### [Requirement]
Retype the listing below from the line with "the arched opening" to the line with "[(151, 82)]", copying each line exactly.

### [Source records]
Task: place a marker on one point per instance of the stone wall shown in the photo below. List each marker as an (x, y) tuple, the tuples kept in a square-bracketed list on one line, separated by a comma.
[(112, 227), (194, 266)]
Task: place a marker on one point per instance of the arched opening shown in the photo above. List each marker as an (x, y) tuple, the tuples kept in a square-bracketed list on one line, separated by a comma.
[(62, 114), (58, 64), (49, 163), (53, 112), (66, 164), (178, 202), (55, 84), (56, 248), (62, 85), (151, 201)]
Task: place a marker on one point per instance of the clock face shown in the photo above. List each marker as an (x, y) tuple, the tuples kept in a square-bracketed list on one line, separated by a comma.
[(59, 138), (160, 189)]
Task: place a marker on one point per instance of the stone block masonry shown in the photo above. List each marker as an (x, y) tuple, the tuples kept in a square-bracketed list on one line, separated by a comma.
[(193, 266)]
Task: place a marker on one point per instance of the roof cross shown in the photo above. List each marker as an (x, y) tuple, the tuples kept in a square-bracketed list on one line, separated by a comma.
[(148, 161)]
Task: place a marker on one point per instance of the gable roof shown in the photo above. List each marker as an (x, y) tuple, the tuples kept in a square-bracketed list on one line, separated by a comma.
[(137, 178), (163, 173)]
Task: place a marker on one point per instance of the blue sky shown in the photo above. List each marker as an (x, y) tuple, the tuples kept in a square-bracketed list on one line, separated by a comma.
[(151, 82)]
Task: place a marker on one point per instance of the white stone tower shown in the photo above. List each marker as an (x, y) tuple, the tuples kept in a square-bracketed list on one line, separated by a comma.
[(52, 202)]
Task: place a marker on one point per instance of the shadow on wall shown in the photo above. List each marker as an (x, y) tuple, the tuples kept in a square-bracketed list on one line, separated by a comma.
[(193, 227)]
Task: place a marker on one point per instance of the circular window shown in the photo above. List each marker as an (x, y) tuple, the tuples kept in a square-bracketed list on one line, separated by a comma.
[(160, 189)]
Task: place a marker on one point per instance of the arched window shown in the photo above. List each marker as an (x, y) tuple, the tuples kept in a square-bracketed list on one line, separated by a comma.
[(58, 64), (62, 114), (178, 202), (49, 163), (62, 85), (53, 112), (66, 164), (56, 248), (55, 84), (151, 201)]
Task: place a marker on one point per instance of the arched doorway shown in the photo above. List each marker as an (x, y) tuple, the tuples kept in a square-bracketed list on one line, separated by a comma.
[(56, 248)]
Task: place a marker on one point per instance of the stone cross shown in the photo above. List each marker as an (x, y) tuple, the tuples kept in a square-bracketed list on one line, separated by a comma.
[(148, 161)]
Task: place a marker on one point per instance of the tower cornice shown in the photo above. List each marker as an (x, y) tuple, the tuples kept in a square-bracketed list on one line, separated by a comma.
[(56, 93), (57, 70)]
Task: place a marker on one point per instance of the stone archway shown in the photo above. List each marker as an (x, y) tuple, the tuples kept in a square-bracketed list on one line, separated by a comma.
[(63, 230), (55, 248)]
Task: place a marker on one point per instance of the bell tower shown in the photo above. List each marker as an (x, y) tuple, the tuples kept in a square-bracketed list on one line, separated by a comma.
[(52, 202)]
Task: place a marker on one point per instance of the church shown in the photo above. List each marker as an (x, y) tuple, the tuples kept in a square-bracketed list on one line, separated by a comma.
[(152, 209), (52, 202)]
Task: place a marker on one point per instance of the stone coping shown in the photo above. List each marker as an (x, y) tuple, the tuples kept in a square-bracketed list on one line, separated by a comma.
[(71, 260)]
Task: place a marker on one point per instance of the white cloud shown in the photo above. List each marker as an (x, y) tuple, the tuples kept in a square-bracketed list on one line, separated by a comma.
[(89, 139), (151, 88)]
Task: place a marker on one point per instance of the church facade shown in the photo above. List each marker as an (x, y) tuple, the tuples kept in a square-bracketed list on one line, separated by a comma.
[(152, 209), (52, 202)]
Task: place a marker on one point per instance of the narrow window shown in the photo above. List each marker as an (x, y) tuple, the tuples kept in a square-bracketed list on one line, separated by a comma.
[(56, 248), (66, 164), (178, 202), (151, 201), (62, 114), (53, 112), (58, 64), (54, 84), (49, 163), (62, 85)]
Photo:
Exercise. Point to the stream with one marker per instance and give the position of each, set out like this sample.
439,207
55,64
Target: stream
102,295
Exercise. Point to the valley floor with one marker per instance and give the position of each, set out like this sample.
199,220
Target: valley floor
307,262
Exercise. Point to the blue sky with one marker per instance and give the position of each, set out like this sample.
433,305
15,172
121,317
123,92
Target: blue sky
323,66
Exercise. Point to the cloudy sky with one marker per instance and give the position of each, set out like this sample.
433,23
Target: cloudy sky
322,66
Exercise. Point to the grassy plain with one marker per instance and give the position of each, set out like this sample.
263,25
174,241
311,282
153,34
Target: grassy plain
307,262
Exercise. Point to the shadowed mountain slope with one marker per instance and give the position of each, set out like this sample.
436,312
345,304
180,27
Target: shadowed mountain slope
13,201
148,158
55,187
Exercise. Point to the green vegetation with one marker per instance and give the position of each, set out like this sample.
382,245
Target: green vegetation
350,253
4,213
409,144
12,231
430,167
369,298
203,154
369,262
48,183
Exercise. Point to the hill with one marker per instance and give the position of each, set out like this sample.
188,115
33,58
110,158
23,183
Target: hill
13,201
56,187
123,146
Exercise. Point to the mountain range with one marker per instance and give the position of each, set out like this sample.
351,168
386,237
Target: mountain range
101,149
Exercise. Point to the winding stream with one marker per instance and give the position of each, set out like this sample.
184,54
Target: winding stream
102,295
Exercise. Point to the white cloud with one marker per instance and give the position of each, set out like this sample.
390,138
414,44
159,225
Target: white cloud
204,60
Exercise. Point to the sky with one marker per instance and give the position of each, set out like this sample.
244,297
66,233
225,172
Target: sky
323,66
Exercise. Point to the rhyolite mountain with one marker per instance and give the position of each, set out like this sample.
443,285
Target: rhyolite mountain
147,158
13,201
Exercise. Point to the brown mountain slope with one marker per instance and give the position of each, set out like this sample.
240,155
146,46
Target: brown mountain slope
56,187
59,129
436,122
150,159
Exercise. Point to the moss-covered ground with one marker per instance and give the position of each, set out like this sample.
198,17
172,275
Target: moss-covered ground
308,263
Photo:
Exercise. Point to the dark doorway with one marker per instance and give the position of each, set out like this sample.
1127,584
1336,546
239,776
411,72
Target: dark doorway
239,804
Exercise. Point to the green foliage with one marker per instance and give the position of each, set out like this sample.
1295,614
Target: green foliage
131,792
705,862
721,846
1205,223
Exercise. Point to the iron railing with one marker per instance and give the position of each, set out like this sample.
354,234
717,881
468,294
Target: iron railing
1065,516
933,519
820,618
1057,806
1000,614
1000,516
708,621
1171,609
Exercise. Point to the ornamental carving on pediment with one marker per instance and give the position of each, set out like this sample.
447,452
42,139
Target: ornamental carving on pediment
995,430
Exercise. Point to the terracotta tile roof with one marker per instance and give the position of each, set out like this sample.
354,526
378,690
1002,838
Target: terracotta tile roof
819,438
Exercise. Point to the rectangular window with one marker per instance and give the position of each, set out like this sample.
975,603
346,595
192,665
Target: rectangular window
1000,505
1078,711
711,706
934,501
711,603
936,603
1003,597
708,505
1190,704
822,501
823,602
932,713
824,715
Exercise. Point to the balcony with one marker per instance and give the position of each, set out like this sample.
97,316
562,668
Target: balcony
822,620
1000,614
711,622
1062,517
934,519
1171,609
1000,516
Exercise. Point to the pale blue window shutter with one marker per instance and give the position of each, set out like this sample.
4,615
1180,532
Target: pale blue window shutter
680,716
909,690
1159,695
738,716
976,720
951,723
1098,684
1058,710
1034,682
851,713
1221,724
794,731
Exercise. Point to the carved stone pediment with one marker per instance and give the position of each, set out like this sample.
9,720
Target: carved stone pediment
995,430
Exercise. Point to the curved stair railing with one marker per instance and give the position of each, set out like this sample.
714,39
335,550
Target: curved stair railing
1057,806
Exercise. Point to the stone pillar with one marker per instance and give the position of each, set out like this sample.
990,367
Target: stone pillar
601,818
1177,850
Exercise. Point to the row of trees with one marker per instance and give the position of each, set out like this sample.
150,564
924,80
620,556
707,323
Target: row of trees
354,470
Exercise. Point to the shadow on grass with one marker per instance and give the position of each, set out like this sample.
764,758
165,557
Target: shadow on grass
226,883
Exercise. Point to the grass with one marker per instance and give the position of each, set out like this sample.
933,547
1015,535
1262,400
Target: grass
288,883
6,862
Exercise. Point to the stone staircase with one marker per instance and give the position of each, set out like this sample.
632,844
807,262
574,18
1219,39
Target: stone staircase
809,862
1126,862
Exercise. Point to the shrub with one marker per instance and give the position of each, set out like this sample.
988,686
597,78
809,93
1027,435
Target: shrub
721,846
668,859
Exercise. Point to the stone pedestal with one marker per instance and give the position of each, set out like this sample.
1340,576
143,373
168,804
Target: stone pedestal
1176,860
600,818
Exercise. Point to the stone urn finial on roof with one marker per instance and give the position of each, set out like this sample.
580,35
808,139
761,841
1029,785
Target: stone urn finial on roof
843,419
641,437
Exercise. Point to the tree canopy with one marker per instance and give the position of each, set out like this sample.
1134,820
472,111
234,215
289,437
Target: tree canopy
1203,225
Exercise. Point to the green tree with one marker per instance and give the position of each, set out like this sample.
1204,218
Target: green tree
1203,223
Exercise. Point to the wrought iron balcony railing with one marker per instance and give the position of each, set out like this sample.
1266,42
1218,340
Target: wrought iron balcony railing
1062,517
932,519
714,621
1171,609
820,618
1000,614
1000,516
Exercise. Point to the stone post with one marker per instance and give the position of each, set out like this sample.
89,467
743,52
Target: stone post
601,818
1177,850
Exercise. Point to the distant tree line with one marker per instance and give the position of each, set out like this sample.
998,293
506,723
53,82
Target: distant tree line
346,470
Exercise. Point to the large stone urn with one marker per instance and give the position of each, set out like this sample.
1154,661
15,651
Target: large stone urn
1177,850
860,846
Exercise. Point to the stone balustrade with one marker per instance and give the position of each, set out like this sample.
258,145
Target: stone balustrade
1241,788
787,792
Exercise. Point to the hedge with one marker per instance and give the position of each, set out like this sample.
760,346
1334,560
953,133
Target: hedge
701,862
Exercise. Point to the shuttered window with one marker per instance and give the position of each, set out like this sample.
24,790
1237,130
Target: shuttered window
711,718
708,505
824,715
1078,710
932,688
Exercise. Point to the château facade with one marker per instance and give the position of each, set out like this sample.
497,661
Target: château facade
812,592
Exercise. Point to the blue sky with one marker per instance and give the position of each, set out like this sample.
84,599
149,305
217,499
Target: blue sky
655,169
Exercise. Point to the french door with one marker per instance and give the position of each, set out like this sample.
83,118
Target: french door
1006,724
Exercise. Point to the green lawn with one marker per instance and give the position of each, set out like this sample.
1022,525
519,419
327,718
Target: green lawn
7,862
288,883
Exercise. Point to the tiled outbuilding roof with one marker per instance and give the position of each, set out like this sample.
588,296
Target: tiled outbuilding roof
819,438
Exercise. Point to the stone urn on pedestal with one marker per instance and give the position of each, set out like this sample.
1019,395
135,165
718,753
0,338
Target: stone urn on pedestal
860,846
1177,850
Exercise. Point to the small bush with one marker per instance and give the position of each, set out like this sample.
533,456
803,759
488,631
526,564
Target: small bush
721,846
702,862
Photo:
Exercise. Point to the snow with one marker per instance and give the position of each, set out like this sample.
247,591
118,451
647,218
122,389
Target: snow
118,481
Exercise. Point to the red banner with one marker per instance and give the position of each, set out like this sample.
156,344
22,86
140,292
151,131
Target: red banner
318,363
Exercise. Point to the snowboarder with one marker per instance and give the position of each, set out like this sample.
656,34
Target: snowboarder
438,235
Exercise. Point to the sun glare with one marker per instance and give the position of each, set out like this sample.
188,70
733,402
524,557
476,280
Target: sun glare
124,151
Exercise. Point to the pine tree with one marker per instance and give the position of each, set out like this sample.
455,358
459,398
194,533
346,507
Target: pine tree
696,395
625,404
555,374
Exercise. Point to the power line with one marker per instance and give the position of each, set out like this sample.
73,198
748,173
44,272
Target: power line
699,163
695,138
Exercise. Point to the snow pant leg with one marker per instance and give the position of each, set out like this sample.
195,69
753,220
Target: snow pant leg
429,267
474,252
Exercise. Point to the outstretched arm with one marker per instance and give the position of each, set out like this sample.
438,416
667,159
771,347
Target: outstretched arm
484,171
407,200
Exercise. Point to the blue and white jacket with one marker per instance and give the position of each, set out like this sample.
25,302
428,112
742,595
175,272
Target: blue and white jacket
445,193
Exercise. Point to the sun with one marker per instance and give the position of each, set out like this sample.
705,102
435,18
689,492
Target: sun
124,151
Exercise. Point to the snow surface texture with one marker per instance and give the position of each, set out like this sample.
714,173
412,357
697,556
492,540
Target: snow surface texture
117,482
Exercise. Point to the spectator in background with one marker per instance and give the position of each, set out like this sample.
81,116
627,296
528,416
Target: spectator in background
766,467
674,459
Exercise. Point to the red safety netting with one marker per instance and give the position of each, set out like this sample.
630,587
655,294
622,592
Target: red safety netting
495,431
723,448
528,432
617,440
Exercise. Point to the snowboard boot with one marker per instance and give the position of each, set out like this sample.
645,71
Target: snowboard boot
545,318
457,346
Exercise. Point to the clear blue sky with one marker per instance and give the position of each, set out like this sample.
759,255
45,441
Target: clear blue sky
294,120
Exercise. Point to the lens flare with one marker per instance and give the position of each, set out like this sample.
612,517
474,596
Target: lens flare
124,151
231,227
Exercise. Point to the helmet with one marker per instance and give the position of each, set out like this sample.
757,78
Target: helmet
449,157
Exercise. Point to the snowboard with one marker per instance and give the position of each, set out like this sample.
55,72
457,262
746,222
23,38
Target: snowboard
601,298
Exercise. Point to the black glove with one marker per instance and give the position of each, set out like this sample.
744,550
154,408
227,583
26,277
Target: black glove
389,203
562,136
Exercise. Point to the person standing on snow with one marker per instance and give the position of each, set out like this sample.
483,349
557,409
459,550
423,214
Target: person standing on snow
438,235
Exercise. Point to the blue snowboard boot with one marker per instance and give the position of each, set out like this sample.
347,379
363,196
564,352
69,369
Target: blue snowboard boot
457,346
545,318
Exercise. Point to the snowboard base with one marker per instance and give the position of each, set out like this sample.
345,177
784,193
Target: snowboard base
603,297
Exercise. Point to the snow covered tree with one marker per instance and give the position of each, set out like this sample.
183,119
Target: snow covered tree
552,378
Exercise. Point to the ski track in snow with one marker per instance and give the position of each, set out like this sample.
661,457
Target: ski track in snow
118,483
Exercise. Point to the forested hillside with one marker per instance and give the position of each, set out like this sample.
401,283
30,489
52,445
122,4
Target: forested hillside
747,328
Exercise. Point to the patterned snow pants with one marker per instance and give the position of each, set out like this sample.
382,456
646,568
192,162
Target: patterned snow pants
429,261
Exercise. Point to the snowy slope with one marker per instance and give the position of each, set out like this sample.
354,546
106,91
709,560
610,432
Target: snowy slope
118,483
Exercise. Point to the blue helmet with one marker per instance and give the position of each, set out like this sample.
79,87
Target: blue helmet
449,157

### [Solution to the exercise]
Task: place a marker on one point per instance of the arched opening shown in the photo above. List each marker as an (x, y) tuple, the tuples kept in a square-bracketed list on one line, separated by a comma.
[(62, 114), (58, 64), (49, 163), (53, 112), (66, 164), (178, 202), (55, 84), (56, 248), (62, 85), (151, 201)]
Task: place a marker on one point per instance of the clock face shown in the photo above. List each marker as an (x, y) tuple, the tuples kept in a square-bracketed list on one line, separated by a comma.
[(59, 138), (160, 189)]
Task: place a marker on one point per instance of the stone block masonry shown in the photo above. List each marker as an (x, y) tuple, the tuples kept in a square-bracketed list on one line, separated by a comma.
[(193, 266)]
Task: place a marker on one point per instance of the roof cross shown in the photo above. List each marker as an (x, y) tuple, the tuples kept in a square-bracketed list on one line, separated by a comma.
[(148, 161)]
Task: place a marker on one point per instance of the gable roof shown in the photo above. List each marker as an (x, y) tuple, the tuples kept in a square-bracketed list on one line, separated by a comma.
[(137, 178), (163, 173)]
Task: place a marker on one point per instance of the blue sky shown in the photo above. List each marker as an (x, y) tuple, the tuples kept in a square-bracketed list on one line, separated by a comma.
[(151, 82)]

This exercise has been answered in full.